● **Extrait du document**
------------

Emma Dayou n’y va pas par quatre chemins : dès la première page, une femme, dans la quarantaine, est retrouvée nue, violée et assassinée, crucifiée sur un abribus. Claire, toute jeune lieutenant de la police judiciaire, fait partie de l’équipe chargée de l’enquête.
En parallèle de l’enquête sur ce meurtre sauvage bientôt suivi d’un second répondant au même modus operandi, on découvre Rose, adolescente qui a failli être victime d’une tournante orchestrée par ses « camarades » de classe et, y ayant échappé, harcelée dans l’enceinte du lycée par ces mêmes adolescents en mal de figure parentale ou de modèle d’éducation.
Que ce soit pour l’enquête policière ou pour l’histoire de Rose qui se débat avec ses démons intérieurs, le propos d’Emma Dayou est principalement de dénoncer la récurrence de la culpabilisation des victimes d’agressions à caractère sexuel.
Léa, la première victime, est décrite par son collègue de travail, accessoirement le père de Rose, comme une personne attirant les ennuis parce qu’inscrite sur un site de rencontre. Rose est accusée par ses agresseurs de les avoir aguichés, de les avoir provoqués. Elles se retrouvent dans la position consistant à les rendre responsables de leur propre malheur.
Si Léa n’a eu aucune chance d’échapper à son funeste sort, Rose pour sa part va essayer de retourner le rôle qu’on (ses agresseurs mais aussi la société civile, à travers d’une part son silence face à ce qui lui est arrivé et d’autre part son incapacité à gérer les problèmes de comportement de ses agresseurs, et dans une moindre mesure son père qui sans aller jusqu’à la culpabiliser ne souhaite qu’enterrer l’affaire) tente de lui attribuer et, pour son propre salut, de dénoncer ce qui s’est passé.

------------

● **Données fournies**
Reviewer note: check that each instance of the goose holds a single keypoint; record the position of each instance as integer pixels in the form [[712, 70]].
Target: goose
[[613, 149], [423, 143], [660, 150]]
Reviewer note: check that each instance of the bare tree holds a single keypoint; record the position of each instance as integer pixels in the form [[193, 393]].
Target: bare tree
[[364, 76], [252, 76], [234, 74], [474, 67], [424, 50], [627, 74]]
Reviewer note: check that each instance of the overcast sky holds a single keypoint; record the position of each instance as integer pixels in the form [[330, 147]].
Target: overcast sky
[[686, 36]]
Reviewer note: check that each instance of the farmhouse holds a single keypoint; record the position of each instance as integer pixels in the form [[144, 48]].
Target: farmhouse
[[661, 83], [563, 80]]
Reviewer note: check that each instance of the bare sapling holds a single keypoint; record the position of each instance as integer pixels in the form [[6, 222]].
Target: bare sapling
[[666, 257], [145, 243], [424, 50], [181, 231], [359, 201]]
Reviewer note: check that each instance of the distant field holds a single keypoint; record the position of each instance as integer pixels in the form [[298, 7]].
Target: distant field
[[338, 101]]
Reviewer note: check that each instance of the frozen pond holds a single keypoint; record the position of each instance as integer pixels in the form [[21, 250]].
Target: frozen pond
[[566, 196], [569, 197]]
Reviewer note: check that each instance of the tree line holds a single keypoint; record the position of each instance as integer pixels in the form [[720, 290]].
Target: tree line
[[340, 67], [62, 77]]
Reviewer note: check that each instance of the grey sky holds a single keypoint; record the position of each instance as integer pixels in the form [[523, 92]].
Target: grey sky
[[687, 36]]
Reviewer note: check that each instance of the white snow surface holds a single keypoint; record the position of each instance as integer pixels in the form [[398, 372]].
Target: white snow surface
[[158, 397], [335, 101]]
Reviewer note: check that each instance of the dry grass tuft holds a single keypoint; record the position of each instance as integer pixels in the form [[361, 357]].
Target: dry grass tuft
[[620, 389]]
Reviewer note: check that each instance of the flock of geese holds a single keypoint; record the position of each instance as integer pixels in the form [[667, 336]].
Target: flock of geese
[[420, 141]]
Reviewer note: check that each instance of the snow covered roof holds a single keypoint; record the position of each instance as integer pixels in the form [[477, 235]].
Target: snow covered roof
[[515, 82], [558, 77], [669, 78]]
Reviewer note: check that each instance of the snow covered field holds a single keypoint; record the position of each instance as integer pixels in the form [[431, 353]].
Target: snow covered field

------------

● **Consigne 1**
D'après l'extrait du document, sur quoi la première victime est-elle retrouvée crucifiée ?
● **Consigne 2**
Expliquez, en vous appuyant sur l'extrait du document, pourquoi Léa et Rose se retrouvent tenues pour responsables de leur propre malheur.

● **Réponse 1**
Elle est retrouvée crucifiée sur un abribus.

● **Réponse 2**
Léa est décrite par son collègue de travail, le père de Rose, comme une personne attirant les ennuis parce qu'elle était inscrite sur un site de rencontre. Rose est accusée par ses agresseurs de les avoir aguichés et provoqués.